## KUTIPAN TEKS:
* * * * * * *

Tuesday 24 October 2017

KDRT DALAM HUKUM INDONESIA


Rumah tangga merupakan komunitas terkecil dari suatu masyarakat. Rumah tangga yang bahagia, aman, dan tentram selalu menjadi dambaan setiap orang. Negara Republik Indonesia adalah negara yang berdasarkan Ketuhanan Yang Maha Esa. Dengan demikian, setiap orang dalam lingkup rumah tangga dalam melaksanakan hak dan kewajibannya harus didasari oleh prinisp-prinsip agama. Hal ini penting ditumbuhkembangkan dalam rangka membangun keutuhan rumah tangga. Untuk mewujudkan hal tersebut, bergantung pada setiap orang dalam satu lingkup rumah tangga, terutama dalam kadar kualitas perilaku dan pengendalian diri setiap orang di lingkup rumah tangga tersebut.
Hasil gambar untuk kdrt
Keutuhan dan kerukunan rumah tangga dapat  terganggu, jika kualitas dan pengendalian diri tidak dapat dikontrol. Pada akhirnya dapat terjadi kekerasan dalam rumah tangga sehingga timbul ketidakamanan atau ketidakadilan terhadap orang yang berada dalam lingkup rumah tangga tersebut. Untuk mencegah, melindungi korban dan menindak pelaku kekerasan dalam rumah tangga maka negara (state) wajib melaksanakan pencegahan, perlindungan dan penindakan terhadap pelaku (vide: Pasal 11 UU No. 23 Tahun 2004).

* * * * * * *

Anotasi garis tepi objek
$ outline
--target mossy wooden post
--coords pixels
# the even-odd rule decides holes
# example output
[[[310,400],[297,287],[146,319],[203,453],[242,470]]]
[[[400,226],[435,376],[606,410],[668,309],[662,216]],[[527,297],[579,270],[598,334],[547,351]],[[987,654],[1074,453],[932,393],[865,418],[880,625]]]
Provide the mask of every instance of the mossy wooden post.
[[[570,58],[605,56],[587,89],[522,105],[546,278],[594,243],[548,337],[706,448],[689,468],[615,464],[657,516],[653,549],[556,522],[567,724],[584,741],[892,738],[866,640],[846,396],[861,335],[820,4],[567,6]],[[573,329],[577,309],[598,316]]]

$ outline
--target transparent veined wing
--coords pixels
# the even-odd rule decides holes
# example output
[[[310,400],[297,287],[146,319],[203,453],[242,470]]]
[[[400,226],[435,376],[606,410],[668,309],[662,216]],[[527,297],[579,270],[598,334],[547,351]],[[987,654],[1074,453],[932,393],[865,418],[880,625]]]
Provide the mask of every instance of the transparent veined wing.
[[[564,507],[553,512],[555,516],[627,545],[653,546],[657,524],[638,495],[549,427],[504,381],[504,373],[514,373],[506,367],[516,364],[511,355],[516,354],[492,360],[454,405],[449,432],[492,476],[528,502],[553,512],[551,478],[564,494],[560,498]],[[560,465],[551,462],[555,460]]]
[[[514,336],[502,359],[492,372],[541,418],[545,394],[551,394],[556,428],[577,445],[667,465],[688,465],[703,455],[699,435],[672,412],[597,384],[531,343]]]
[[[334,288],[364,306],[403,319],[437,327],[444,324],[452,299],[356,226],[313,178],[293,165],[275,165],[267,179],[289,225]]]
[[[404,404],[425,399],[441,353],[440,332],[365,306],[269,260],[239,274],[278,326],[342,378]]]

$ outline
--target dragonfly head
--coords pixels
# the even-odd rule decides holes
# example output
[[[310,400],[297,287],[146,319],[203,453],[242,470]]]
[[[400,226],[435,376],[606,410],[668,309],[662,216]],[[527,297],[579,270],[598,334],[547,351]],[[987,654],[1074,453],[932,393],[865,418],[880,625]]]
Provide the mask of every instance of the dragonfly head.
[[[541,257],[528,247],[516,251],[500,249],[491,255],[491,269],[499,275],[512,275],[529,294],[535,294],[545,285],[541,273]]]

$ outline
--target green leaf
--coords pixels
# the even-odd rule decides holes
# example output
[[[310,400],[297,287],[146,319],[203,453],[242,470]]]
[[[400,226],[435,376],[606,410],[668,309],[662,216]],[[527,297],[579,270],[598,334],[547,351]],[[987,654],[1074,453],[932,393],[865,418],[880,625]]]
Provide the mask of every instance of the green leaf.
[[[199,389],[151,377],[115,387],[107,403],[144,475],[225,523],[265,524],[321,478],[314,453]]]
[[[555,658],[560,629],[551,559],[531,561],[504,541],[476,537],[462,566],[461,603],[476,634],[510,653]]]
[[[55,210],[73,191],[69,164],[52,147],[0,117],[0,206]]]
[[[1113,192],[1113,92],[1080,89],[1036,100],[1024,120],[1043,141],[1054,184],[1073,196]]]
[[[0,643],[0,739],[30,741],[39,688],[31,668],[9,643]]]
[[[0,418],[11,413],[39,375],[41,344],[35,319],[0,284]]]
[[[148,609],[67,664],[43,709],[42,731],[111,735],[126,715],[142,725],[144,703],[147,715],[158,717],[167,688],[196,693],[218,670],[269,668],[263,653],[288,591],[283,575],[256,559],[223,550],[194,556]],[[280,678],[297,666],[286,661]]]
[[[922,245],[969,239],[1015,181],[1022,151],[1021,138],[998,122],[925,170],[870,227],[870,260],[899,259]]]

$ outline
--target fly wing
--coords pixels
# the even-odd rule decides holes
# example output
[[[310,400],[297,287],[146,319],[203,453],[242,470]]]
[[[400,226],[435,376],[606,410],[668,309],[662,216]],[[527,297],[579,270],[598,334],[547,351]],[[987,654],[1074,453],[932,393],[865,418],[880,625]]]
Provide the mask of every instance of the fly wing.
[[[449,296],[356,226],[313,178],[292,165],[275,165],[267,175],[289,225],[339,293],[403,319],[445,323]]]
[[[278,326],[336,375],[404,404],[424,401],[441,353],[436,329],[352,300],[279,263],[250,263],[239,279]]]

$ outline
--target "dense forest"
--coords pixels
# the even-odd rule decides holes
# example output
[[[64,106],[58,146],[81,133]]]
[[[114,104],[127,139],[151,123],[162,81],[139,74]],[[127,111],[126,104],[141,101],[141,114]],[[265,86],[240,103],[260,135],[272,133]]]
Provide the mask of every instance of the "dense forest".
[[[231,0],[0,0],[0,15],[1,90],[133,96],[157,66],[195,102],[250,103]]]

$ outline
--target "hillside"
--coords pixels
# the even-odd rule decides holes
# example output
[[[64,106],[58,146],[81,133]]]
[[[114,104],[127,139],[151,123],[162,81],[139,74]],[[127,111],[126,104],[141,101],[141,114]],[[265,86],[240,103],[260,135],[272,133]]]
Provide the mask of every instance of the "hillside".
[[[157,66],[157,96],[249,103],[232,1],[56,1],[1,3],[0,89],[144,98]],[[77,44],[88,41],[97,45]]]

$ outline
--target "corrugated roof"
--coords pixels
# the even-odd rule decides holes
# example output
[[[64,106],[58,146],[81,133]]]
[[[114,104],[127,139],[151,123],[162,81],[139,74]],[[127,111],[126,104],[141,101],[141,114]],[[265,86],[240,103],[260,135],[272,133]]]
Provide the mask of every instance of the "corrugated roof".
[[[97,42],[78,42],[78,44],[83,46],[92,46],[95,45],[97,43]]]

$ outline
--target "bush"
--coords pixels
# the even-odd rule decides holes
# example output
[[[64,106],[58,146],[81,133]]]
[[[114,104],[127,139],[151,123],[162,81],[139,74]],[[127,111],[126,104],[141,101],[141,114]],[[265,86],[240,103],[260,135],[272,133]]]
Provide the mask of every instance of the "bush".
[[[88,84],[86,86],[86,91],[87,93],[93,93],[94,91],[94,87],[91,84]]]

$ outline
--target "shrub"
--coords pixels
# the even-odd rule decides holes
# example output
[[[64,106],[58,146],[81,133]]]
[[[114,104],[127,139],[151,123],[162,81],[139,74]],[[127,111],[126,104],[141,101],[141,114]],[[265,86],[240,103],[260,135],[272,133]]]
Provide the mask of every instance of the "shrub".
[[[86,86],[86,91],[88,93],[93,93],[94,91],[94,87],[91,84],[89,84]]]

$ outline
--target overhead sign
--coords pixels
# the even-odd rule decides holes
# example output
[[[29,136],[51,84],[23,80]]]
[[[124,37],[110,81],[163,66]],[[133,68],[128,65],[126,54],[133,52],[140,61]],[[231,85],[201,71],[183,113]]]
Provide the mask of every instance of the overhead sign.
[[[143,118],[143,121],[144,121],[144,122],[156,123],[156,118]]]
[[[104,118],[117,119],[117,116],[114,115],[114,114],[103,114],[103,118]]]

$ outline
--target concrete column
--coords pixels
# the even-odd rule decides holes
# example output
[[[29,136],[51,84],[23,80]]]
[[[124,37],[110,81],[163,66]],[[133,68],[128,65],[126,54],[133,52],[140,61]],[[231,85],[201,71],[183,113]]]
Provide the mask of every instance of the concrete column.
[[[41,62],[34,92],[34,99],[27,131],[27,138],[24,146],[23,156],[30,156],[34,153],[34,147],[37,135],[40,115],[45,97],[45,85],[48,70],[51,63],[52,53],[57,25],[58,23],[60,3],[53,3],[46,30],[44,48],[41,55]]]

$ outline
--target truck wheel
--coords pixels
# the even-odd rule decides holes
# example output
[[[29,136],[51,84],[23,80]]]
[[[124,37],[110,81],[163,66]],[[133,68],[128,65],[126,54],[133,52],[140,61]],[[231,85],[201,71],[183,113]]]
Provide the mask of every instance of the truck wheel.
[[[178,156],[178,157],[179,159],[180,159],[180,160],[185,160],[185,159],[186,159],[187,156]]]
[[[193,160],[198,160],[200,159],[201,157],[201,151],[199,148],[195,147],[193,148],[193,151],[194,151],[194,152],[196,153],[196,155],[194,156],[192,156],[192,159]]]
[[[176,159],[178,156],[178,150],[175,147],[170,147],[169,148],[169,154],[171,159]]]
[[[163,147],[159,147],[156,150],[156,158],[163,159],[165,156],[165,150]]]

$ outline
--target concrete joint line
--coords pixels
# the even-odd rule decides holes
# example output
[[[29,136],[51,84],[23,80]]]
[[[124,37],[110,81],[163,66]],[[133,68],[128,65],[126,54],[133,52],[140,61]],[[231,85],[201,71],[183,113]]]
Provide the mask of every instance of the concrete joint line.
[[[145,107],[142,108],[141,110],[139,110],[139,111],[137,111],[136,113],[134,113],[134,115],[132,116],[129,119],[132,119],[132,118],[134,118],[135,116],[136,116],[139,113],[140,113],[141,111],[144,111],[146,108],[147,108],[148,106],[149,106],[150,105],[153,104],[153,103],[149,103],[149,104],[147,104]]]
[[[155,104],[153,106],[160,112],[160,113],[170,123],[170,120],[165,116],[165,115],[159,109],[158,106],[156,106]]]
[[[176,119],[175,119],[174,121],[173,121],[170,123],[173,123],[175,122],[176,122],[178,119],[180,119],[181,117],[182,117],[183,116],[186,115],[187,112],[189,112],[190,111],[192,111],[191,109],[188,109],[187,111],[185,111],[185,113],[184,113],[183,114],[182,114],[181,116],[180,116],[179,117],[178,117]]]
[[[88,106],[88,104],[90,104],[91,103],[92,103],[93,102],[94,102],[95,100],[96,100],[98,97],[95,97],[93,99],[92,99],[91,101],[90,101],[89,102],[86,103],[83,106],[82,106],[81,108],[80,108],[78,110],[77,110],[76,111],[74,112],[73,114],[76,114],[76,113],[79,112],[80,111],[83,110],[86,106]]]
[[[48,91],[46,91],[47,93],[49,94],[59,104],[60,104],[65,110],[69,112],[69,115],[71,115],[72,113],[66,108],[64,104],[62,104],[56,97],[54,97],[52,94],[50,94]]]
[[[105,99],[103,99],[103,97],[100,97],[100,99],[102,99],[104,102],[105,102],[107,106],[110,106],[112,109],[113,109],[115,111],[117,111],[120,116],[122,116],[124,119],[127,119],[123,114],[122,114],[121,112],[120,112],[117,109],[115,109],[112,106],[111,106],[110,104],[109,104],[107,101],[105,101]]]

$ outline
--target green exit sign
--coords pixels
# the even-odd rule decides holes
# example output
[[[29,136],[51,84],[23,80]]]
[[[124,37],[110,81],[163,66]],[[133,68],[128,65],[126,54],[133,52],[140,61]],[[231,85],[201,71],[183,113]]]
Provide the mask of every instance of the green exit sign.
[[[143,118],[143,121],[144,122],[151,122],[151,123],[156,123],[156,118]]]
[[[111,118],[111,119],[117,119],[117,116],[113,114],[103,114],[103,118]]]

* * * * * * *

## DAFTAR TUGAS:
• A. Menurut teks tentang KDRT dalam hukum Indonesia, pasal dan undang-undang mana yang dirujuk untuk kewajiban negara melakukan pencegahan, perlindungan, dan penindakan terhadap pelaku?
• B. Tulislah lanjutan teks tentang KDRT dalam hukum Indonesia, mulai setelah kalimat terakhirnya.

## HASIL TUGAS:
• A. Pasal 11 UU No. 23 Tahun 2004.

• B.
Perempuan dan jaminan penghapusan KDRT
Fenomena kekerasan dalam rumah tangga terjadi dalam kehidupan sehari-hari. Perempuan (baca: istri) sering menjadi korban. Pihak perempuan selalu dijadikan subordinat kekerasan karena dianggap sebagai kaum lemah. Penindasan terhadap kaum perempuan, laki-laki (baca: suami) dianggap sebagai wujud superioritas. Budaya “patriarkhi” sebagai budaya yang berpusat pada nilai laki-laki merupakan basis bagi suburnya perilaku bias gender.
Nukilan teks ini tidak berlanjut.